--- Data to process Enclosed Below ---

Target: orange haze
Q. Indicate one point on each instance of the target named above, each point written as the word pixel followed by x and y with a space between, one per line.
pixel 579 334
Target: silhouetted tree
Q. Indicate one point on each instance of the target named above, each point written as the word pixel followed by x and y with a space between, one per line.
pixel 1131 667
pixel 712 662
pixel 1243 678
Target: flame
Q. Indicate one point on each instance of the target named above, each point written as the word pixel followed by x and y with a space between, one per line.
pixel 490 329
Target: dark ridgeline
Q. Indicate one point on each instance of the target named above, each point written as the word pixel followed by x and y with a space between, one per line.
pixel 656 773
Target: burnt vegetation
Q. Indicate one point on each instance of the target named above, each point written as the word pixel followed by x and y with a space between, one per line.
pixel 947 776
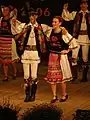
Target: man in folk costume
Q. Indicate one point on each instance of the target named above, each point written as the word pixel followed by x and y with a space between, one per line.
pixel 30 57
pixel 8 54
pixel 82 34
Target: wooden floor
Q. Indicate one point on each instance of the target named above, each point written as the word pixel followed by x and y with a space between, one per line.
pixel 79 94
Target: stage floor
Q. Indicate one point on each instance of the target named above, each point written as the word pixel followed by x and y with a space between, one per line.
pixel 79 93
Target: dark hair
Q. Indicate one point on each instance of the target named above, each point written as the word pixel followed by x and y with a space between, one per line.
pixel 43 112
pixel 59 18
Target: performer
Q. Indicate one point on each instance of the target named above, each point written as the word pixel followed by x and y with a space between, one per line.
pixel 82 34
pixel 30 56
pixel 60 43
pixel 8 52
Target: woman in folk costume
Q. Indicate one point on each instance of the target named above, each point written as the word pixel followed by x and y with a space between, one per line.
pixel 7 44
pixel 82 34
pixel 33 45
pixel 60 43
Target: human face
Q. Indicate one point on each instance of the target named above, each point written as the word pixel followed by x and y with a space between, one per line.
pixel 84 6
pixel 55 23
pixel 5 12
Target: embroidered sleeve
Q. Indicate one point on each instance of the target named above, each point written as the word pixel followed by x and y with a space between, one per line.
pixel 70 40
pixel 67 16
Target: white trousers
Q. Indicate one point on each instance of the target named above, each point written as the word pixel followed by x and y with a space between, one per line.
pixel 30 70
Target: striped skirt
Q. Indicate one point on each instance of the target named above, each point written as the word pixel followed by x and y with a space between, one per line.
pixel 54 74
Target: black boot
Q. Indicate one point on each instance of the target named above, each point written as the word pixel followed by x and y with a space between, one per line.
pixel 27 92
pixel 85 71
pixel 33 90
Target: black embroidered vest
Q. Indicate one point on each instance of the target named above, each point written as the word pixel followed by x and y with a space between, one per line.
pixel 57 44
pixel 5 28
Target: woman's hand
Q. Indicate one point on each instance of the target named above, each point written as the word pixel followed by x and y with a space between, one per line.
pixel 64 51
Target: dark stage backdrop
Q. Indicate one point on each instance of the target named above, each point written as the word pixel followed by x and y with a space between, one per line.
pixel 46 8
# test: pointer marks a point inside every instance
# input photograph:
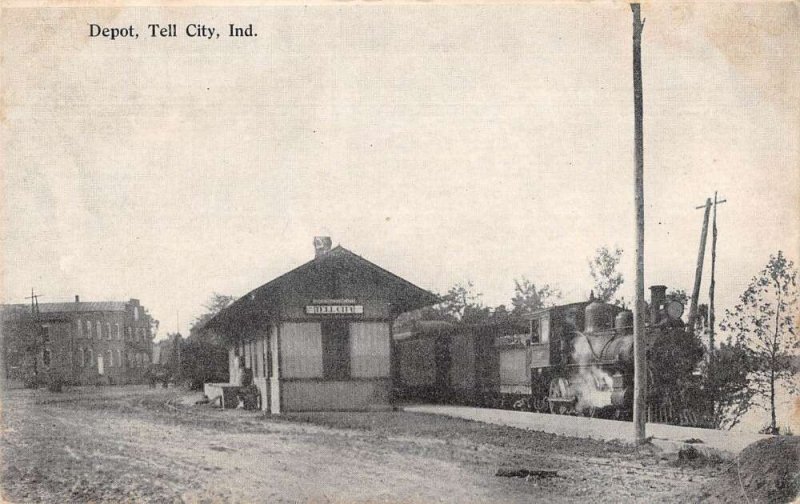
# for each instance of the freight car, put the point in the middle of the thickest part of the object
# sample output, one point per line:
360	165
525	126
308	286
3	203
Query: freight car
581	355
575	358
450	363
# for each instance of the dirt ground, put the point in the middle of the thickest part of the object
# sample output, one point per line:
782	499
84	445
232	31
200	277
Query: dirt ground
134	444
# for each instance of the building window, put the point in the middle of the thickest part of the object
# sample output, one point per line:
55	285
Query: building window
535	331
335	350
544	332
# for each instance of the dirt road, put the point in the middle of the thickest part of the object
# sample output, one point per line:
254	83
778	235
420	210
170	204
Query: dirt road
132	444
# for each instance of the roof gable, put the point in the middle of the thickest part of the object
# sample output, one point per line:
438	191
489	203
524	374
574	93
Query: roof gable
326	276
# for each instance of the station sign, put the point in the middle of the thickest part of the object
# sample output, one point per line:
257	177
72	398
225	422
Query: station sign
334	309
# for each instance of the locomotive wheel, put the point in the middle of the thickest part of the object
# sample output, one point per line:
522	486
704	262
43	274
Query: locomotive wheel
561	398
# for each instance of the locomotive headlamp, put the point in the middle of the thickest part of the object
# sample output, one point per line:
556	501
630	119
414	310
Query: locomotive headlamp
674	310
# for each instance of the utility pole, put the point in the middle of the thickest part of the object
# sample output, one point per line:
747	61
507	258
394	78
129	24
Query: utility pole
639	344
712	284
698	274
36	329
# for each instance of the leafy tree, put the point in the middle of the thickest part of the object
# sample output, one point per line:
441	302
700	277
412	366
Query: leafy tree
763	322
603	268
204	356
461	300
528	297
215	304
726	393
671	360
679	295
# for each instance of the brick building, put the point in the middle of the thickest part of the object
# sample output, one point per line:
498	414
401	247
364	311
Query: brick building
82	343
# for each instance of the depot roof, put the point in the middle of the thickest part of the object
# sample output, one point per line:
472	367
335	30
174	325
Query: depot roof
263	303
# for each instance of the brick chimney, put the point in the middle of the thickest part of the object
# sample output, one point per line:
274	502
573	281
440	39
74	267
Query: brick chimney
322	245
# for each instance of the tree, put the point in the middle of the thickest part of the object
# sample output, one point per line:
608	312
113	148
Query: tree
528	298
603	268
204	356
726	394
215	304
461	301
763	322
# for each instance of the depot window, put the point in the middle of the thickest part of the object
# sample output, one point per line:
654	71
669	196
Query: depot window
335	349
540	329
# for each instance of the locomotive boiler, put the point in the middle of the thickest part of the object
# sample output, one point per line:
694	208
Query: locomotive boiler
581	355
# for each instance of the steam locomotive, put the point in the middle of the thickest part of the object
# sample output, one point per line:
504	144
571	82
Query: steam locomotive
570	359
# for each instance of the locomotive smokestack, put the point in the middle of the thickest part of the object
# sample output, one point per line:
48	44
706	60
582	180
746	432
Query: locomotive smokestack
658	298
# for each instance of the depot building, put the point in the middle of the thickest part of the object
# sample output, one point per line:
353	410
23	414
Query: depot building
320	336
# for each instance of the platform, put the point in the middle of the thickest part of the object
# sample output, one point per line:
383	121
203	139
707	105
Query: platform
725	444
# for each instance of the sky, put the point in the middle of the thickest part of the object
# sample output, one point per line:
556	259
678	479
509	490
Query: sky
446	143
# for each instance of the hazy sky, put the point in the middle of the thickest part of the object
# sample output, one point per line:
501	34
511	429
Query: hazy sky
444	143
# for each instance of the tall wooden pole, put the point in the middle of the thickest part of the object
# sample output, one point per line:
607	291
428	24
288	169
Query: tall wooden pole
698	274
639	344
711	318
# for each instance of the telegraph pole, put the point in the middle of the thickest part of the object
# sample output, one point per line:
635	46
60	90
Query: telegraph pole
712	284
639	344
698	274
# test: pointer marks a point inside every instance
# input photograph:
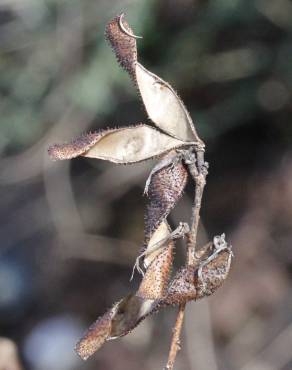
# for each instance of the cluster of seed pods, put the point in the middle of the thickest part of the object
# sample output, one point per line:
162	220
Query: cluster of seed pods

--- End of Enclosed Data to process ---

Transcribe the whole listing exactly as it stands, apart from the pictures.

▶ [Exercise response]:
Target: orange haze
Q. Indicate one point on each instance of the target named above, each point written as the word pixel followed by x and y with a space between, one per line.
pixel 579 334
Target: silhouetted tree
Q. Indicate one point on each instance of the target named above, each point written as the word pixel followed by x and y with a space between, one per line.
pixel 1131 667
pixel 712 662
pixel 1243 678
Target: flame
Q. Indicate one point on each instance of the target named above, each point written as the word pixel followed by x and y with a space between, one per line.
pixel 490 329
Target: dark ridgeline
Q. Indicate one point on each instance of the target named above, each point written as the word pixel followed by x and y with a space between, one per line.
pixel 656 773
Target: burnt vegetation
Q. Indicate one point on each instance of the target named above, each point written as the word pixel followed by x and y with a space between, one per line.
pixel 947 776
Target: man in folk costume
Q. Indicate one point on each instance of the target named above, each point written as the word pixel followed by x and y with a space between, one per line.
pixel 30 57
pixel 8 54
pixel 82 34
Target: wooden floor
Q. Indicate one point on each instance of the target named above, each point written as the word pixel followed by x and y with a space between, one per line.
pixel 79 94
Target: stage floor
Q. Indicate one point on each instance of the target named above, each point written as the word pixel followed by x and y with a space between, one per line.
pixel 79 93
Target: dark hair
Q. Indicate one point on each instance of the target named above, each point written as the word pixel followed by x and y with a space between, one per line.
pixel 43 112
pixel 59 18
Target: performer
Q. Indicate one point on each instance of the target named above, each point written as the word pixel followed by x and y with a space between, one per line.
pixel 82 34
pixel 30 56
pixel 60 43
pixel 8 52
Target: woman in folk costume
Q. Indicate one point on each instance of the target named above, each point written as the word pixel followed by x and y with a space between, one per line.
pixel 7 44
pixel 82 34
pixel 33 45
pixel 60 43
Target: human face
Q. Indicate one point on each instance of the target named above, each point written as the word pixel followed by x and y with a space between, one per line.
pixel 84 6
pixel 55 23
pixel 5 12
Target: embroidered sleeve
Q. Indicate one point on each instance of the target named above, each point written as the word pixel followed by x and y with a space between, one per line.
pixel 70 40
pixel 67 16
Target: white trousers
Q. Indicate one point on each instance of the target named above, each point written as the word pixel followed by x and y with a space between, one per line.
pixel 30 70
Target: striped skirt
Q. Indicate one point on each instance of the target named above, each point written as the word pixel followed by x and y with a space between, one per line.
pixel 54 74
Target: black boot
Q. Indicate one point on each instance of the target named above, each point written as the word pixel followed by x and y with a space between, one per line.
pixel 27 92
pixel 85 71
pixel 33 90
Target: black embroidered vest
Q. Indicate one point on each instance of the target named above, each point written as the word pixel followed by x and y with a space between, one per line.
pixel 57 44
pixel 5 28
Target: woman's hand
Q. Indicate one point on each instance of the target named above, each point written as the word pixel followed by x and y with a space between, one per line.
pixel 64 51
Target: dark stage backdrop
Q. Indicate one point on each instance of the target named above, each point written as the word pixel followed by x and y with a space between, one per line.
pixel 46 8
# test: pointer marks a point inside every instance
# input photograph:
# for each instance of the freight car, put the point in the middle of the thickest part of the object
# sample output, one point per line:
360	165
525	126
308	286
3	203
Query: freight car
581	355
575	358
450	363
# for each instance of the dirt ground, put the point in the middle of the thickest part of the object
# sample output, one point per line:
782	499
84	445
232	31
200	277
Query: dirt ground
134	444
# for each instance of the building window, put the point in the middle of the thickest part of the object
# sample output, one point per line:
55	285
Query: building window
535	331
335	350
544	332
# for each instance of the dirt road, put the point in the middle of the thickest part of the object
# sample output, one point per line:
254	83
778	235
420	210
170	204
Query: dirt road
132	444
# for each instance of the roof gable, put the point in the middle of the thickest part of the object
# sample output, one point per line:
438	191
489	203
524	374
574	93
Query: roof gable
326	276
# for each instance of the station sign, put the point in the middle of the thickest part of the object
# sample output, one point per line:
257	177
72	398
225	422
Query: station sign
334	309
# for each instance of the locomotive wheel, put the point in the middle of the thickest part of the object
# sample output, one point per line:
522	486
704	262
43	274
Query: locomotive wheel
561	398
# for each instance of the locomotive headlamp, put the point in the middle of the thickest part of the object
# sample output, one point per line:
556	501
630	119
414	310
Query: locomotive headlamp
674	310
# for each instance of the utility pole, put the point in the middle of the thickest part of the object
# sample output, one point per line:
747	61
507	258
394	78
129	24
Query: utility pole
639	344
712	284
698	274
36	329
# for each instance of the leafy tree, put the point in the middle of the thickest part of the object
# sample output, one point per line:
441	302
700	277
412	366
Query: leafy tree
763	322
603	268
204	356
461	300
528	297
215	304
726	393
671	360
679	295
# for each instance of the brick building, put the point in the middle of the thickest part of the object
# sample output, one point per line:
498	414
401	247
364	311
Query: brick building
82	343
# for each instance of the depot roof, put the point in the middle of the thickest part of the object
# sample output, one point per line:
472	367
335	30
174	325
Query: depot roof
263	303
# for each instance of the brick chimney, put the point in the middle of the thickest part of the object
# sample output, one point per line:
274	502
573	281
440	39
74	267
Query: brick chimney
322	245
# for each instance of the tree, put the point in the middle of the thickest part of the object
# sample output, one point per line:
608	312
113	148
Query: tree
528	298
603	268
204	356
726	394
215	304
461	301
763	322
# for each instance of the depot window, put the point in the middle of the thickest part of the object
# sample output, one point per line:
654	71
669	196
Query: depot window
335	349
540	329
# for each instance of the locomotive boiler, put the point in the middle of the thickest part of the object
# sample output, one point per line:
694	208
Query: locomotive boiler
581	355
# for each instance of the steam locomotive, put the point in the middle of the thickest part of the object
# sample output, one point per line:
504	144
571	82
Query: steam locomotive
570	359
# for each instance of the locomotive smokestack, put the point in the middle of the thickest part of the object
# sample output, one point per line:
48	44
706	60
582	180
746	432
Query: locomotive smokestack
658	298
# for each instance of the depot building, put the point in the middle of the thickest part of the object
# sample output, one point per line:
353	410
23	414
Query: depot building
320	336
# for each instance of the platform, put the point in the middle of the thickest part of the object
# sample output, one point per line:
383	121
203	139
707	105
Query: platform
725	444
# for each instance of the sky, put the point in the middle of the thickest part of the object
# sample output, one point per line:
556	259
678	479
509	490
Query: sky
446	143
# for each instance of the hazy sky, put the point in the middle of the thickest part of the object
# sample output, one point per line:
501	34
511	429
Query: hazy sky
444	143
# for each instance of the tall wooden pole, put the point in the middle of the thickest part of the object
# sample output, one point per line:
607	291
428	24
288	169
Query: tall wooden pole
698	274
639	344
711	318
# for each instance of the telegraph pole, put the point in the middle of the thickest part of the object
# sample output, one point per line:
635	46
60	90
Query: telegraph pole
712	284
639	344
698	274
# test: pointer marks a point inside every instance
# input photograph:
# for each instance of the cluster of seed pods, put the point in the middle of the thickest part of the object
# sample output, one point per line:
162	220
Query: cluster of seed pods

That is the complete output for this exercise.